→ **Tasks to carry out**:
[1] In the BlueArc interview, which product won BlueArc the Gold prize in the SearchStorage Product of the Year Award?
[2] Pick up the BlueArc interview after its final sentence and extend it.

The term “deduplication for primary storage” has become the latest industry buzz phrase. Yet, how much do any of us know about it? This week, I sat down with Shmuel Shottan, CTO of BlueArc, and learned a great deal about what makes this emerging technology such a crucial one at this time.
I was impressed by his soft-spokenness and ability to discuss these new innovations in layman’s terms. This is clearly a great year for BlueArc, which was recently awarded the Gold prize in the SearchStorage Product of the Year Award, for the Titan 3200. Our conversation is below.
Sunshine: Who are your customers, and what is the biggest problem that you solve for them?
Shmuel Shottan: BlueArc’s customers are mainly focused on high performance applications and are in data intensive markets. To be more specific, for many of our customers, BlueArc helps in driving value creation and revenue generation–for example, drug discovery, computer generated effects, and design and simulation. These are all customers that appreciate the value created by deploying a BlueArc system, which accelerates their applications. Another example is focused on consolidation. By consolidating many storage islands through the deployment of a BlueArc system, the customers lower their total cost of ownership and simplify their infrastructure.

→ **Supplied material**:
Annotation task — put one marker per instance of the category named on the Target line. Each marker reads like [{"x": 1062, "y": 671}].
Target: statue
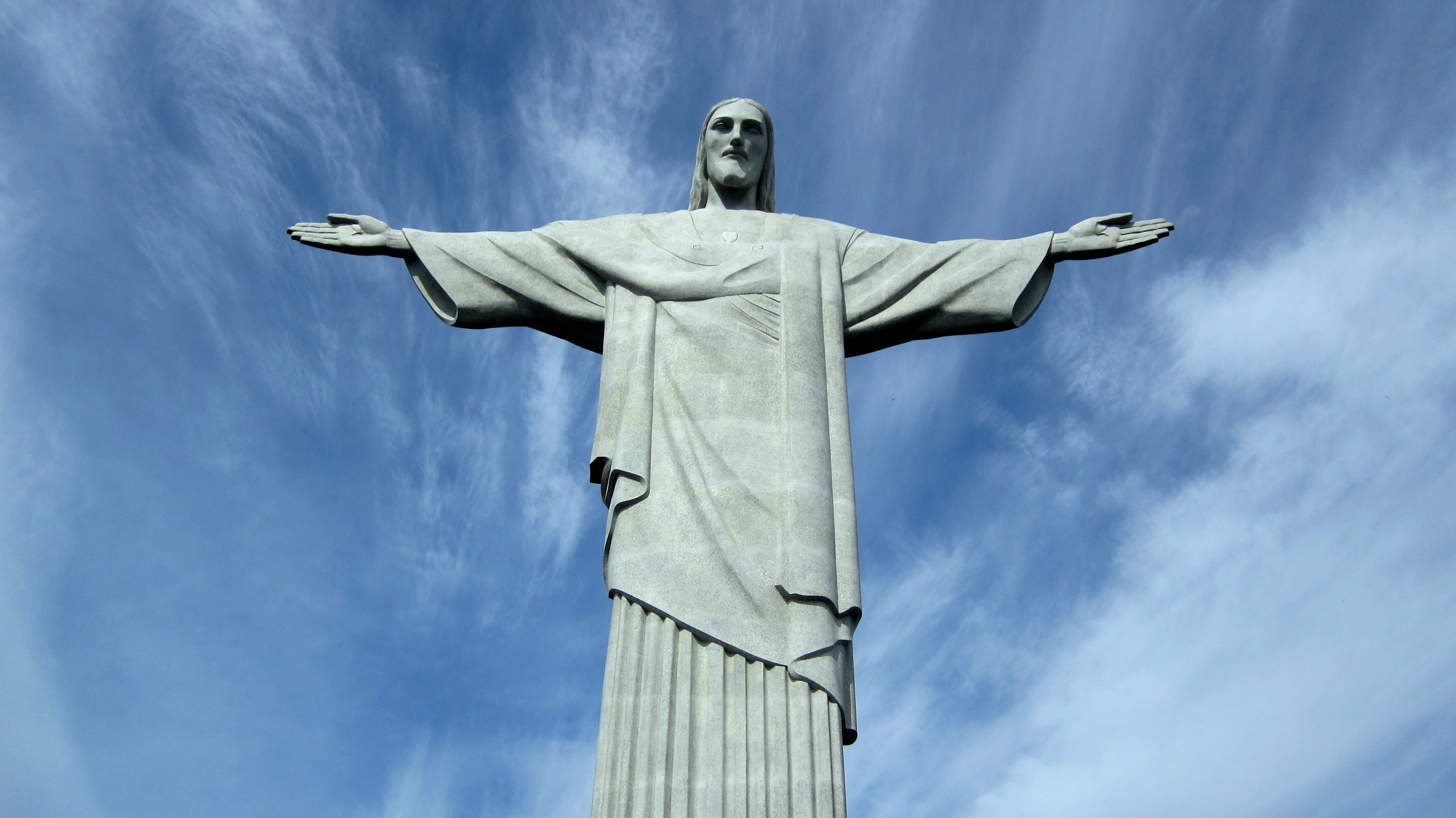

→ **Results of the exercise**:
[1] The Titan 3200.

[2]
Sunshine: There’s been a lot of talk about “dedupe for primary.” What are your thoughts about this technology, and where do you see it going?
Shottan: Dedupe for primary lagged dedupe for backup. Dedupe for backup became an embedded feature in every VTL system. Dedupe for backups lends itself because you have duplication. Primary was the next wave, because everybody started to talk about OpEx–operational expenses–or how much power, cooling, and space it takes to store all the data, which was increasing by a factor of 10 for many enterprises.
Data has a lifecycle. If you look at it holistically, you can apply the 80/20 rule. Only 20% of data needs to be accessed at the kind of performance level BlueArc realizes, while 80% of data is rarely accessed after a certain time period. Yet, all of it must be available 24/7. We’re solving the problem by adding a virtual tier of storage that is online, but which is compressed, and therefore is 1/3 or even 1/4 the cost.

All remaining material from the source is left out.